-- Trecho selecionado --
------------
A Verdadeira Educação Liberta (parte 2)

Em nosso último artigo discutimos como um currículo de artes liberais pode ser a tão desejada solução para o problema da educação. E para tanto recorremos a um brilhante artigo de Rollin A. Lasseter, no qual ele propõe, nadando contra a corrente, que a resposta não está nas tecnologias e metodologias do futuro, mas sim na sabedoria do passado. Pois bem, nessa segunda parte continuaremos a entender melhor o que são e como funcionam as artes liberais. Dessa vez focando no Quadrivium.


Rollin A. Lasseter, Catholic Answers| Tradução: Equipe Instituto Newman


Avance para Conceitos Abstratos

O quadrivium compreende aquelas artes que treinam a mente para ordenar as abstrações, enquanto o trivium ordena conceitos concretos. As artes da numeracia, ou do número, são ordenamentos de relações, ou melhor, proporções. Como os matemáticos John e Theresa Kohl escreveram, “assim como as três artes da fala estão voltadas para a elevação dos homens à maturidade política na terra, as artes matemáticas elevam os homens de preocupações mundanas para extra-mundanas” (A Palestra do Quadrivium). As relações das abstrações — das coisas intangíveis — são as relações das coisas da mente. E, desde os tempos antigos, foi mantido que o número é a linguagem universal para todas as abstrações. Cada uma dessas quatro “estradas” do número tem sua própria gramática, lógica e retórica, isso porque o estudo do quadrivium era realizado após o domínio do trivium, na educação antiga.

Dominar Quantidades

Tratemos da aritmética primeiro, pois dela depende muito do que pode ser dito sobre a geometria, a astronomia e a música. A arte liberal da aritmética não é a matéria escolar primária que todos nós aprendemos (em graus diferentes de domínio), e que os professores da época chamavam honestamente de “contas”. Ela é a ordenação das relações de quantidade, é a disposição da contagem, e as relações da substância.
------------
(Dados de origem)
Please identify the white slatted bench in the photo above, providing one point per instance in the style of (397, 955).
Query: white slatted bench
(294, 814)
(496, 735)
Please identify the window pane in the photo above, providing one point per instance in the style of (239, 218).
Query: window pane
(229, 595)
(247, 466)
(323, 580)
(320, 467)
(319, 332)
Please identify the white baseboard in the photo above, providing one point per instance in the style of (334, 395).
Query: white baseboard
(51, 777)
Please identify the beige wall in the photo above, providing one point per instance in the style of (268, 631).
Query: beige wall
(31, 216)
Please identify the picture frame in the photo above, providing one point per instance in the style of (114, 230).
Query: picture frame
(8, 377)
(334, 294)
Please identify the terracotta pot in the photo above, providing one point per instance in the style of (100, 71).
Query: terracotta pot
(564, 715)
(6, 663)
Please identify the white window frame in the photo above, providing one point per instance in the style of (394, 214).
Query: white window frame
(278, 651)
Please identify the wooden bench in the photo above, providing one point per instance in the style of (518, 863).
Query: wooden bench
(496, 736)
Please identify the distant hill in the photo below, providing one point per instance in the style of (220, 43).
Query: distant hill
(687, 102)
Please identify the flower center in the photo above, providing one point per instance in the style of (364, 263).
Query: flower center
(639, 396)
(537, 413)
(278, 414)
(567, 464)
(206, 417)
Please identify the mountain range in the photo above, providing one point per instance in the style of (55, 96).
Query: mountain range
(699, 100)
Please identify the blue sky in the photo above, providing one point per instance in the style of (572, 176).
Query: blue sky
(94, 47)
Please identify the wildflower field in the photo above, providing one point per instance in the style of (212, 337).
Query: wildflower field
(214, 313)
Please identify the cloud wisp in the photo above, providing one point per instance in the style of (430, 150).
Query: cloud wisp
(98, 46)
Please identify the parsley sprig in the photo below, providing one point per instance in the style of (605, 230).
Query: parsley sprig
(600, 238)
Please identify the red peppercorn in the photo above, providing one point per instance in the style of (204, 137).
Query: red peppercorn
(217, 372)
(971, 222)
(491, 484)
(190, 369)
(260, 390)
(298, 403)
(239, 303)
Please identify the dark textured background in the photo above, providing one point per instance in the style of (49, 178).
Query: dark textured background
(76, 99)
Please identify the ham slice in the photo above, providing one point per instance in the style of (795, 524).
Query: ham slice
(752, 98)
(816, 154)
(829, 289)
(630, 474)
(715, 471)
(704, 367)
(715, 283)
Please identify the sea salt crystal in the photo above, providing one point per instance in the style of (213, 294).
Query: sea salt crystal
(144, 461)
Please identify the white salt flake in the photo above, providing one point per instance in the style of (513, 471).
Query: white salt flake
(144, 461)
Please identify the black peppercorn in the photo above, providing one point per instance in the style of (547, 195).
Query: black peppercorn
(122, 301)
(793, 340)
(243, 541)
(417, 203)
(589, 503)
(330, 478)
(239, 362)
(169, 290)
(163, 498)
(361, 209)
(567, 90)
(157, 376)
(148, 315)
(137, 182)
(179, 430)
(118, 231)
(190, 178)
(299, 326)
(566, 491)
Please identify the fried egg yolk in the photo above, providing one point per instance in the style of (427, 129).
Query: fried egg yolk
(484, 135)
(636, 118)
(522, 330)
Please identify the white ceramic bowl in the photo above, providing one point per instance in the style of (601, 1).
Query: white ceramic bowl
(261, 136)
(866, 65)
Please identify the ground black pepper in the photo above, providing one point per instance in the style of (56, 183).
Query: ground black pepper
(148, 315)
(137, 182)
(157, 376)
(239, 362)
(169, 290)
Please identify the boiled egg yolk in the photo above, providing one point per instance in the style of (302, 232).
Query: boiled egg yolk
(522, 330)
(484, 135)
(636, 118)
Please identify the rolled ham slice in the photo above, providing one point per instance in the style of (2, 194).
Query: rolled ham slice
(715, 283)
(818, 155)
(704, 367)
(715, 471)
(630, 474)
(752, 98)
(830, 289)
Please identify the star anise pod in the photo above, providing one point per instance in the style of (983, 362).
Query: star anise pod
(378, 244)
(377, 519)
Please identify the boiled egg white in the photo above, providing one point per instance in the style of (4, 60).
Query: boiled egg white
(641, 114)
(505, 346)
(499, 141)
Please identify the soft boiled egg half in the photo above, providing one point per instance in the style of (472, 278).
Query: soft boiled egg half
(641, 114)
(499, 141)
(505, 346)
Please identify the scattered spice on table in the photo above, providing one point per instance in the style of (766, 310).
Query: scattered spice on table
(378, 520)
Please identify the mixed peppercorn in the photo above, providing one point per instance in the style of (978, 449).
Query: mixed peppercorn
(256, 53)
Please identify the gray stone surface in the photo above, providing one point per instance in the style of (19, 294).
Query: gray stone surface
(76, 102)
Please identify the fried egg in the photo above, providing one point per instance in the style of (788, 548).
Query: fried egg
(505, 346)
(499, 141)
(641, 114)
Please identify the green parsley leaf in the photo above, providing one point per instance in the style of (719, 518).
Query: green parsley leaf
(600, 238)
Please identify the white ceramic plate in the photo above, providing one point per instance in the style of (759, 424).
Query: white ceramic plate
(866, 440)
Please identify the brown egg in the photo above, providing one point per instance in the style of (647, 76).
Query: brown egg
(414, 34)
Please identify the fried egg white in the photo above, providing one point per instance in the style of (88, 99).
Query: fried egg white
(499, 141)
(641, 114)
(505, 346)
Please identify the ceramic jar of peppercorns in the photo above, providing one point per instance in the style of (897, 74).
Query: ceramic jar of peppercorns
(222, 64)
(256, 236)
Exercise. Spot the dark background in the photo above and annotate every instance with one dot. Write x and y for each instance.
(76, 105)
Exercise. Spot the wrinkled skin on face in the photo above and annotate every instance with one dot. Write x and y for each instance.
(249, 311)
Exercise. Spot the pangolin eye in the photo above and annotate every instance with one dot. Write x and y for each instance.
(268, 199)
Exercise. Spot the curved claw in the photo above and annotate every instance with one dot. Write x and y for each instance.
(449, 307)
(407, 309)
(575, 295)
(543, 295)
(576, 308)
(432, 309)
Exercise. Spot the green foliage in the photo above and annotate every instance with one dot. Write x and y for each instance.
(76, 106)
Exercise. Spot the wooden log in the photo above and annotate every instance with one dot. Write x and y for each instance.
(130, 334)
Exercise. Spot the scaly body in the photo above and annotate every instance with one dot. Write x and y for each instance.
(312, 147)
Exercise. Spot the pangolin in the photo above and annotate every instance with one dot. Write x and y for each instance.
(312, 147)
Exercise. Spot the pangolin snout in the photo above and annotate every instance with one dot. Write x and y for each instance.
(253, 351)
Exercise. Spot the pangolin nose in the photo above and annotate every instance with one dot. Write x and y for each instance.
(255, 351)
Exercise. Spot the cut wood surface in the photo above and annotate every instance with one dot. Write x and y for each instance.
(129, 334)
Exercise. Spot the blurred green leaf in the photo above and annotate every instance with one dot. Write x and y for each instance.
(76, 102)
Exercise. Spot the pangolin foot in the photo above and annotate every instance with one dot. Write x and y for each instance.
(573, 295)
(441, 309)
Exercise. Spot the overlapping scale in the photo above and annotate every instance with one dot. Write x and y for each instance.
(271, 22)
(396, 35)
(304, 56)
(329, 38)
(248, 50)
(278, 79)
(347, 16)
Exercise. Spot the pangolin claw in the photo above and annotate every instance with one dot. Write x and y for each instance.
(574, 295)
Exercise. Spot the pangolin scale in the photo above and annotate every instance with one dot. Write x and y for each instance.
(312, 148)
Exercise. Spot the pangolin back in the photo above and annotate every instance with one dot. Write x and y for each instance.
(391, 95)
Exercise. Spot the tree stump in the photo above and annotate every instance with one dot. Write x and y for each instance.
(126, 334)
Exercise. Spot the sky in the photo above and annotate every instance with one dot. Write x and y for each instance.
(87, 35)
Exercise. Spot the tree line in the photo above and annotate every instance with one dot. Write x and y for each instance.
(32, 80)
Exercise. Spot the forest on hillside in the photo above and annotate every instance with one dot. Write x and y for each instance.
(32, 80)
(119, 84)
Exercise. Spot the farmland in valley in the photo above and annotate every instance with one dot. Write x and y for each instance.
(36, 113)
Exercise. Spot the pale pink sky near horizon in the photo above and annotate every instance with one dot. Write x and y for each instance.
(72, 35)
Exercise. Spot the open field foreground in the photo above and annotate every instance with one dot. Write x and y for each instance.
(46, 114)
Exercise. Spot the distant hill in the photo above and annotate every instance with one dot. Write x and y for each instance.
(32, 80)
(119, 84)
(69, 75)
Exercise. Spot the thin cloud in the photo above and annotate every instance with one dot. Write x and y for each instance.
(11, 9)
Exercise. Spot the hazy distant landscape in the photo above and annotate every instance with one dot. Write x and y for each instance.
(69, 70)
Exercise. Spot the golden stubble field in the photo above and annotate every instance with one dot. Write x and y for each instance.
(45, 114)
------------
-- O que fazer --
A. Transcreva na íntegra o trecho sobre as artes liberais, sem alterar nada.
B. Conte as linhas da listagem que contêm a string "black", diferenciando maiúsculas de minúsculas. Informe apenas o número.
A listagem não guarda relação com o trecho.

-- Soluções das tarefas --
A.
A Verdadeira Educação Liberta (parte 2)

Em nosso último artigo discutimos como um currículo de artes liberais pode ser a tão desejada solução para o problema da educação. E para tanto recorremos a um brilhante artigo de Rollin A. Lasseter, no qual ele propõe, nadando contra a corrente, que a resposta não está nas tecnologias e metodologias do futuro, mas sim na sabedoria do passado. Pois bem, nessa segunda parte continuaremos a entender melhor o que são e como funcionam as artes liberais. Dessa vez focando no Quadrivium.


Rollin A. Lasseter, Catholic Answers| Tradução: Equipe Instituto Newman


Avance para Conceitos Abstratos

O quadrivium compreende aquelas artes que treinam a mente para ordenar as abstrações, enquanto o trivium ordena conceitos concretos. As artes da numeracia, ou do número, são ordenamentos de relações, ou melhor, proporções. Como os matemáticos John e Theresa Kohl escreveram, “assim como as três artes da fala estão voltadas para a elevação dos homens à maturidade política na terra, as artes matemáticas elevam os homens de preocupações mundanas para extra-mundanas” (A Palestra do Quadrivium). As relações das abstrações — das coisas intangíveis — são as relações das coisas da mente. E, desde os tempos antigos, foi mantido que o número é a linguagem universal para todas as abstrações. Cada uma dessas quatro “estradas” do número tem sua própria gramática, lógica e retórica, isso porque o estudo do quadrivium era realizado após o domínio do trivium, na educação antiga.

Dominar Quantidades

Tratemos da aritmética primeiro, pois dela depende muito do que pode ser dito sobre a geometria, a astronomia e a música. A arte liberal da aritmética não é a matéria escolar primária que todos nós aprendemos (em graus diferentes de domínio), e que os professores da época chamavam honestamente de “contas”. Ela é a ordenação das relações de quantidade, é a disposição da contagem, e as relações da substância.

B. 4